* _Supplied text_:
::::

The
1994 Winter
Olympics, officially known as the XVII Olympic
Winter Games, were a winter multi-sport event which was celebrated in
1994 in Lillehammer
, Norway
. In
1986, the IOC voted to separate the Summer and Winter Games, which
had been held in the same year since the latter's inception in
1924, and arrange them in alternating even-numbered years.
Lillehammer won the right to host the event
in September 1988 in Seoul
before the
opening ceremony of the 1988 Summer
Olympics. The 1994 Winter Games were the first to be
held without the Summer Games in the same year, and marked the only
time the Winter Games have been staged two years after the
preceding Games.
Host Selection
Lillehammer was selected as host over bids
from Anchorage,
Alaska
, U.S.
; Östersund
/Åre
, Sweden
; and
Sofia
, Bulgaria
. The Lillehammer Olympics are notable for
being the last Winter Olympic Games to date to be held in a small
town (Lillehammer's population is 25,000).
The information below comes from
the
International Olympic Committee Vote History web page.
Highlights
- When
the construction of the Lysgårdsbakkene
jumping hills started in 1992, the hills had to be
moved some meters north so that the American broadcaster CBS could get the best pictures available from their
pre-chosen location.

::::

* _Listing_:

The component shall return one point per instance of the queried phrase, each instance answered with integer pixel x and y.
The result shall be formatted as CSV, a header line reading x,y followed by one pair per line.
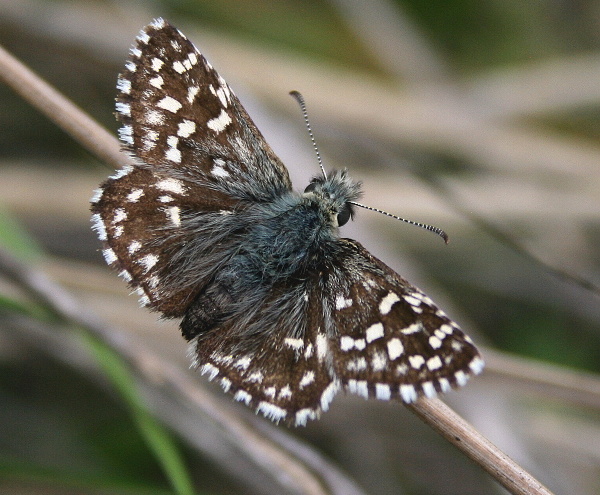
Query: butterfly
x,y
276,306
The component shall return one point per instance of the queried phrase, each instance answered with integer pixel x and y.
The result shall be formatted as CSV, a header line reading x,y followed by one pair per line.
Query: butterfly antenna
x,y
300,99
431,228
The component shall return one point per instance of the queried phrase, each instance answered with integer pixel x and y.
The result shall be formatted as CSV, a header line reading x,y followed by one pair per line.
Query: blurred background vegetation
x,y
481,117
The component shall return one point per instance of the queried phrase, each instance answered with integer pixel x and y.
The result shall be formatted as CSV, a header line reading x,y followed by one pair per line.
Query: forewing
x,y
180,116
200,161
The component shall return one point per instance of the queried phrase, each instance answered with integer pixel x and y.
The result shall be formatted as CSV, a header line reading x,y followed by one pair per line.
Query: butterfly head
x,y
335,194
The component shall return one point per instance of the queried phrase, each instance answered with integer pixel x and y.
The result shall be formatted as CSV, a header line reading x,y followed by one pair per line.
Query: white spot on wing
x,y
374,332
148,262
170,104
408,393
186,128
218,124
346,343
157,82
303,415
172,185
173,153
414,328
109,256
307,379
428,389
173,214
209,369
461,378
395,348
378,361
192,92
434,342
434,363
322,348
385,306
295,344
135,195
97,195
342,303
157,63
383,391
328,394
123,108
477,365
134,246
416,361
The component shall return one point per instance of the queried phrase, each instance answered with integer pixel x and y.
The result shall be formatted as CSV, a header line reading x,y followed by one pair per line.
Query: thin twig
x,y
62,111
304,476
95,139
466,438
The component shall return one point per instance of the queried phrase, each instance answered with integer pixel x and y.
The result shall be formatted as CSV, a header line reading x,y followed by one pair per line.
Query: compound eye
x,y
344,215
311,187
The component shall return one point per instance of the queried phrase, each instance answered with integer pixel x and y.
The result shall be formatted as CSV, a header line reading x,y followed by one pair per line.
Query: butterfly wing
x,y
388,339
199,159
355,324
280,364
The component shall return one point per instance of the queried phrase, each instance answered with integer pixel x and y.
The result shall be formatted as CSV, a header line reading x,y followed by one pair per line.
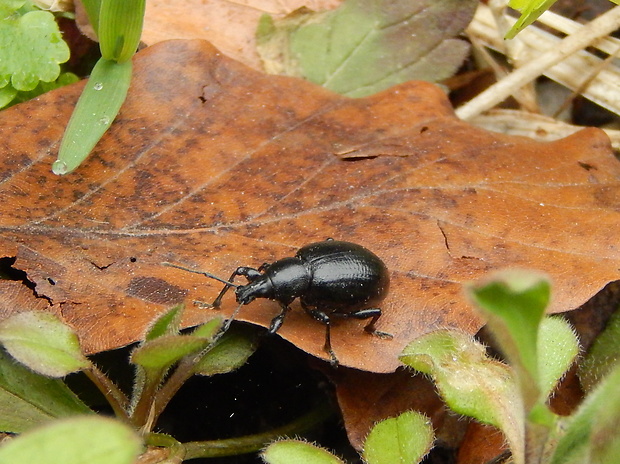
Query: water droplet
x,y
60,167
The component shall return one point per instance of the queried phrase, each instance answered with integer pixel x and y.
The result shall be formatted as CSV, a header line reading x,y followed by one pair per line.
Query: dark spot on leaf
x,y
155,290
586,166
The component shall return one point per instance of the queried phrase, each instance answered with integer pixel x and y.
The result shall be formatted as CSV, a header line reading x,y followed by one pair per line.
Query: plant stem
x,y
252,443
115,397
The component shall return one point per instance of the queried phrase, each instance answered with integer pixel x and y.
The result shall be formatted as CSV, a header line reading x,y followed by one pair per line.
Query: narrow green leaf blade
x,y
120,28
42,342
96,109
530,11
79,440
403,439
28,399
297,451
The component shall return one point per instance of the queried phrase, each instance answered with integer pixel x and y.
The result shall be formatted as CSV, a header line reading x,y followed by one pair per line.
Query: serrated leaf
x,y
92,440
31,47
230,353
297,451
162,352
366,46
28,399
470,382
403,439
42,342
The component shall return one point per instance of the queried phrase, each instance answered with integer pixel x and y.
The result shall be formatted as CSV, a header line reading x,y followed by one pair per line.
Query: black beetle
x,y
332,279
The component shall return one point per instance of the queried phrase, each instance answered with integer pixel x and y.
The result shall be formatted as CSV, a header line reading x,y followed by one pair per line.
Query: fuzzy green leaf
x,y
42,342
513,302
591,433
95,111
79,440
558,347
603,355
31,47
28,399
365,46
167,323
230,353
470,382
403,439
162,352
297,451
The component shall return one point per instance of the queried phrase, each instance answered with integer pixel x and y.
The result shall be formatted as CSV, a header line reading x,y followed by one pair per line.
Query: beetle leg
x,y
248,272
375,313
277,321
323,318
263,267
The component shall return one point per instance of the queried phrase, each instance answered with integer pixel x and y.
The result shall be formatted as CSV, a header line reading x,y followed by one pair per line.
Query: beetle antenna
x,y
204,273
229,321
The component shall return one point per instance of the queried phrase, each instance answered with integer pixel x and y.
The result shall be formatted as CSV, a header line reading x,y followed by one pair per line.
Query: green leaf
x,y
470,382
162,352
365,46
514,303
93,7
31,47
230,353
209,329
602,356
96,109
120,28
558,347
530,11
297,451
43,343
28,399
403,439
167,323
79,440
591,433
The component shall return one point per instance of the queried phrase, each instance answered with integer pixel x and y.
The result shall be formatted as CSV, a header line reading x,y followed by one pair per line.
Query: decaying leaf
x,y
212,165
365,46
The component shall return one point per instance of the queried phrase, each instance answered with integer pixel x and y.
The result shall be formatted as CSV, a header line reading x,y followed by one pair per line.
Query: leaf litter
x,y
219,166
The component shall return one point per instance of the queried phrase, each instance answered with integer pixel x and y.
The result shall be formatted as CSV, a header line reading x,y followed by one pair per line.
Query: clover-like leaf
x,y
31,47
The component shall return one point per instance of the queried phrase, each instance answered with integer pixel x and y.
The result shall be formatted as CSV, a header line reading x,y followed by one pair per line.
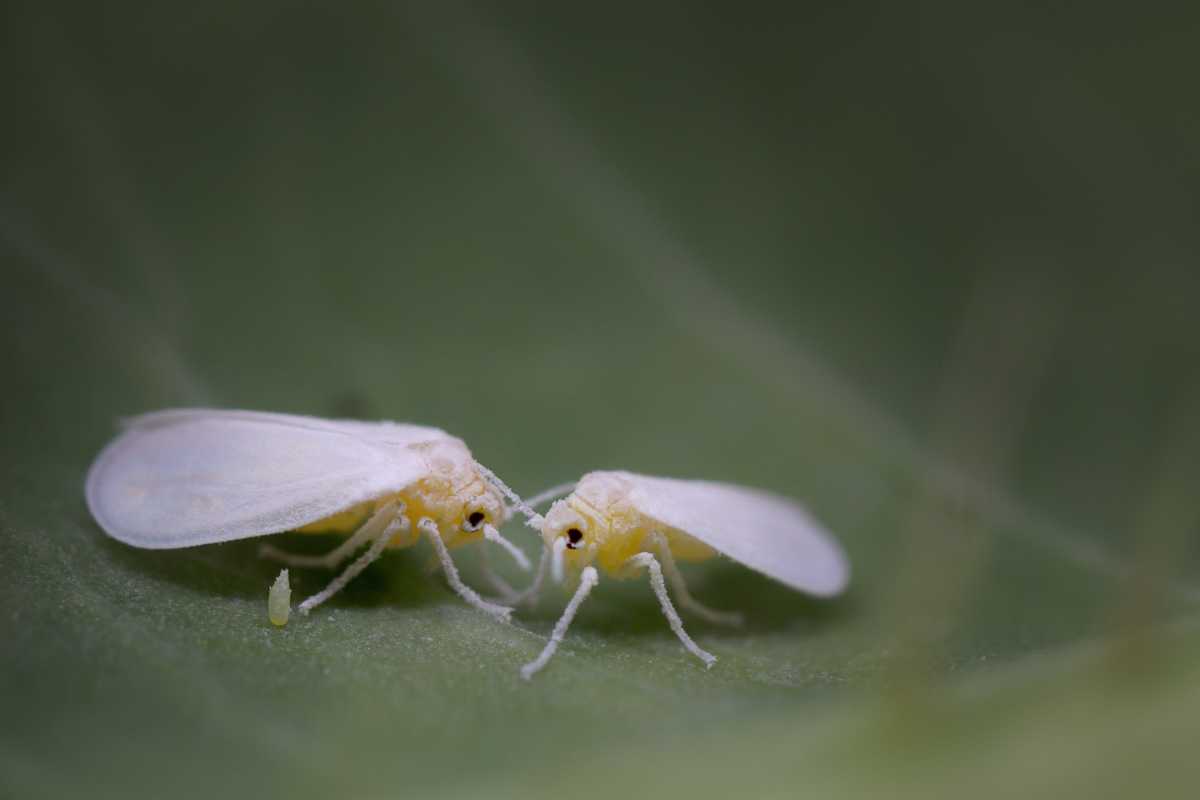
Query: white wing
x,y
197,476
400,433
762,530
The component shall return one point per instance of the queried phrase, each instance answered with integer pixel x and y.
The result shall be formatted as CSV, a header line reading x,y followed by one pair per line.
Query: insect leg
x,y
451,572
587,581
399,523
493,536
683,596
331,559
527,595
660,589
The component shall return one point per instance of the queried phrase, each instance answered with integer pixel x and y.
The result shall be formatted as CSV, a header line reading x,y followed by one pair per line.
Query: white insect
x,y
628,524
196,476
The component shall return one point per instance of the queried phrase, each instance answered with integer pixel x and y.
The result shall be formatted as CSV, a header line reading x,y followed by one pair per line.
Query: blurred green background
x,y
930,269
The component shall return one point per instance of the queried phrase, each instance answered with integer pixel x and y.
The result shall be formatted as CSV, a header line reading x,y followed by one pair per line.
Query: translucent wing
x,y
762,530
387,432
197,476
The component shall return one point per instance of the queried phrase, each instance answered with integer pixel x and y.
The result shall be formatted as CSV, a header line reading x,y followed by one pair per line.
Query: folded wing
x,y
197,476
765,531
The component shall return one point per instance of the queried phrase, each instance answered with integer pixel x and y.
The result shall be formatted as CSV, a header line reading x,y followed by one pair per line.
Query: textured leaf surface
x,y
941,293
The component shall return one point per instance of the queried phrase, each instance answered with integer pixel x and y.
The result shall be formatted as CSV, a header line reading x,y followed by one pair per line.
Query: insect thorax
x,y
451,489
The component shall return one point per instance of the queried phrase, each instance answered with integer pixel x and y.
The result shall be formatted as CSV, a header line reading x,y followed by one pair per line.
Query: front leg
x,y
329,560
395,525
587,581
660,589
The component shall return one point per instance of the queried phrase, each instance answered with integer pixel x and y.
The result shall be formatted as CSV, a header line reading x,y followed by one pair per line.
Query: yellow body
x,y
612,529
450,493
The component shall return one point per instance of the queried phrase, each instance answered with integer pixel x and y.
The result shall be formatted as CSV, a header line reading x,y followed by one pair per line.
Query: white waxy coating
x,y
197,476
765,531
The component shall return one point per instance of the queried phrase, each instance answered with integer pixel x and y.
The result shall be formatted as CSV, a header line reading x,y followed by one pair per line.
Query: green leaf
x,y
943,296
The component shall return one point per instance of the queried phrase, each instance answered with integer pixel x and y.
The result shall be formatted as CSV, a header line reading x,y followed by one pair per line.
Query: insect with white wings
x,y
197,476
628,524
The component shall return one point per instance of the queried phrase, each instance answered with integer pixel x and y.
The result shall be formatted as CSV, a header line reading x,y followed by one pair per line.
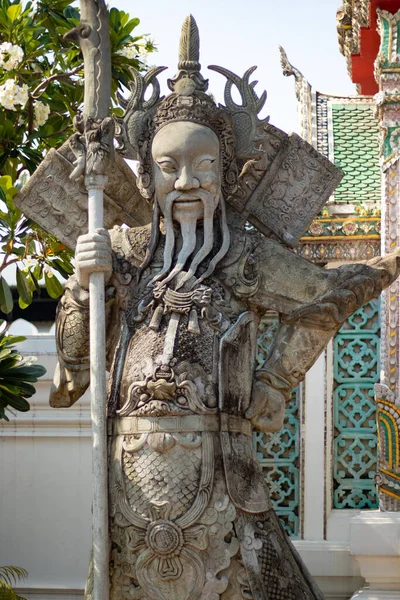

::::

* _Instruction A_:
Rewrite the paragraph in the 1994 Winter Olympics text that begins "Lillehammer was selected as host" as a short bulleted list that keeps its main facts.
* _Instruction B_:
Quote the 1994 Winter Olympics text from "Host Selection" up to and including "population is 25,000).".

* _Reply A_:
- Lillehammer won the hosting rights over bids from Anchorage, Alaska, U.S.; Östersund/Åre, Sweden; and Sofia, Bulgaria.
- These are the last Winter Olympic Games to date held in a small town, since Lillehammer's population is 25,000.

* _Reply B_:
Host Selection
Lillehammer was selected as host over bids
from Anchorage,
Alaska
, U.S.
; Östersund
/Åre
, Sweden
; and
Sofia
, Bulgaria
. The Lillehammer Olympics are notable for
being the last Winter Olympic Games to date to be held in a small
town (Lillehammer's population is 25,000).